> LISTED ENTRIES:
-.-.-
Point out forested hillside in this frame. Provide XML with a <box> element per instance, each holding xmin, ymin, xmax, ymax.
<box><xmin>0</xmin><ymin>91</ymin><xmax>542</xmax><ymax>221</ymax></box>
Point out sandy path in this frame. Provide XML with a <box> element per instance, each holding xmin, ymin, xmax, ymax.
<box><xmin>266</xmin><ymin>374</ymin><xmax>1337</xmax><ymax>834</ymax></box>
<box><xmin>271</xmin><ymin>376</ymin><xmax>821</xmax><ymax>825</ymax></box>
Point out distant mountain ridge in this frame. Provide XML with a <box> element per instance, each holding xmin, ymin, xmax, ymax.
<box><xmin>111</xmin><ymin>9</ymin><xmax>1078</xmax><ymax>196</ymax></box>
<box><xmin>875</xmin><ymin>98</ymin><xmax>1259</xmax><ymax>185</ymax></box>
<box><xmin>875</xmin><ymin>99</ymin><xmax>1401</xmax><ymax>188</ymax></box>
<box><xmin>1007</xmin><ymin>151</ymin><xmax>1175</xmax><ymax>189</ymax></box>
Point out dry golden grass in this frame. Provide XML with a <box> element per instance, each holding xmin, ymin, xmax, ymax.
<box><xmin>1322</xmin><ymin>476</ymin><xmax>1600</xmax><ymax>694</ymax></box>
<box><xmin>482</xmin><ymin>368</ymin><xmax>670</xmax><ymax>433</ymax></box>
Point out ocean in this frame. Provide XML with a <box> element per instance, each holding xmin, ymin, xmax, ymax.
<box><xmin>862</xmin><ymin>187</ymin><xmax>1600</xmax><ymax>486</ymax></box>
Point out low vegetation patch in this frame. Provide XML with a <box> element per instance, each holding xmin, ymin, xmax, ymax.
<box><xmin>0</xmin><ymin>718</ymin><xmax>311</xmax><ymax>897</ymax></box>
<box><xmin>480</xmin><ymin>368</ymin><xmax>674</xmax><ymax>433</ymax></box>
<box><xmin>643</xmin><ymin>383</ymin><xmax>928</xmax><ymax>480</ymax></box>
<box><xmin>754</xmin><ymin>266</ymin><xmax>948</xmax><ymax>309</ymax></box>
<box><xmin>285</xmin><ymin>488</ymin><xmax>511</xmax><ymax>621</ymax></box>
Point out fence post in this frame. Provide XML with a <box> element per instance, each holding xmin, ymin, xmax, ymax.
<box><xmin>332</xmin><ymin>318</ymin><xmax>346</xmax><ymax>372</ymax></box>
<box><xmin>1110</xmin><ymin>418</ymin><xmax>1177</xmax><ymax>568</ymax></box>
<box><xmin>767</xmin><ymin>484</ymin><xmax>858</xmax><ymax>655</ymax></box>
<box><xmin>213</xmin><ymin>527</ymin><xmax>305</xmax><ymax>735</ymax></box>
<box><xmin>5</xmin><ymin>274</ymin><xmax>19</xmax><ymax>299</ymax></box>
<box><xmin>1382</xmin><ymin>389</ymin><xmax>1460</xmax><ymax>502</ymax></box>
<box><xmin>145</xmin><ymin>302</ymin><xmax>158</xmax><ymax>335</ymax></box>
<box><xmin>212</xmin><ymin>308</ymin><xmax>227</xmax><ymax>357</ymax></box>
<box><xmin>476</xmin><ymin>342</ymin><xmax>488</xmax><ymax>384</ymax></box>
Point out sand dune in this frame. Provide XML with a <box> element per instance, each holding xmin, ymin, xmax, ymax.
-.-.-
> WHAT THE TASK ASKS:
The full listing above should be retyped without any alteration.

> REPLY TO THE EXERCISE:
Point out forested hillside in this frame. Provide XML with a <box> element per instance, each holding xmin, ymin, xmax, ymax.
<box><xmin>0</xmin><ymin>91</ymin><xmax>542</xmax><ymax>221</ymax></box>
Point out sandy path in this frame. Provide XML with a <box> element per instance, each holding xmin, ymin, xmax, ymax.
<box><xmin>266</xmin><ymin>374</ymin><xmax>1337</xmax><ymax>834</ymax></box>
<box><xmin>271</xmin><ymin>376</ymin><xmax>821</xmax><ymax>825</ymax></box>
Point out distant mountain ridge in this frame. Provide XML with a <box> element per instance, each holding xmin, ymin, xmax, ymax.
<box><xmin>111</xmin><ymin>9</ymin><xmax>1078</xmax><ymax>196</ymax></box>
<box><xmin>875</xmin><ymin>98</ymin><xmax>1259</xmax><ymax>185</ymax></box>
<box><xmin>875</xmin><ymin>99</ymin><xmax>1401</xmax><ymax>188</ymax></box>
<box><xmin>1007</xmin><ymin>151</ymin><xmax>1175</xmax><ymax>189</ymax></box>
Point out dry golden grass in this frame. Provide XML with a <box> element per instance, each holding xmin, ymin, xmax, ymax.
<box><xmin>1322</xmin><ymin>476</ymin><xmax>1600</xmax><ymax>694</ymax></box>
<box><xmin>482</xmin><ymin>368</ymin><xmax>670</xmax><ymax>433</ymax></box>
Point out ocean in this frame. Provide XML with a <box> element per instance, each holding xmin, ymin, xmax, ymax.
<box><xmin>862</xmin><ymin>187</ymin><xmax>1600</xmax><ymax>486</ymax></box>
Point out low vegetation patch in this frame. Provide XML with a <box> element per instance, each holding xmin, ymin, xmax, ymax.
<box><xmin>0</xmin><ymin>718</ymin><xmax>311</xmax><ymax>897</ymax></box>
<box><xmin>480</xmin><ymin>368</ymin><xmax>674</xmax><ymax>433</ymax></box>
<box><xmin>643</xmin><ymin>383</ymin><xmax>928</xmax><ymax>480</ymax></box>
<box><xmin>754</xmin><ymin>266</ymin><xmax>948</xmax><ymax>309</ymax></box>
<box><xmin>285</xmin><ymin>488</ymin><xmax>511</xmax><ymax>621</ymax></box>
Point out fence post in this frame. Provide XML with a <box> element per instance, each holding xmin, ymin, xmax, ymax.
<box><xmin>332</xmin><ymin>318</ymin><xmax>346</xmax><ymax>372</ymax></box>
<box><xmin>1110</xmin><ymin>418</ymin><xmax>1177</xmax><ymax>568</ymax></box>
<box><xmin>767</xmin><ymin>484</ymin><xmax>858</xmax><ymax>655</ymax></box>
<box><xmin>213</xmin><ymin>527</ymin><xmax>305</xmax><ymax>735</ymax></box>
<box><xmin>5</xmin><ymin>274</ymin><xmax>19</xmax><ymax>299</ymax></box>
<box><xmin>1382</xmin><ymin>389</ymin><xmax>1460</xmax><ymax>502</ymax></box>
<box><xmin>145</xmin><ymin>302</ymin><xmax>158</xmax><ymax>335</ymax></box>
<box><xmin>212</xmin><ymin>308</ymin><xmax>227</xmax><ymax>357</ymax></box>
<box><xmin>476</xmin><ymin>342</ymin><xmax>488</xmax><ymax>384</ymax></box>
Point out sand dune in this frame. Provide XML with a <box> element per instance, each holding xmin, ymin, xmax, ymax.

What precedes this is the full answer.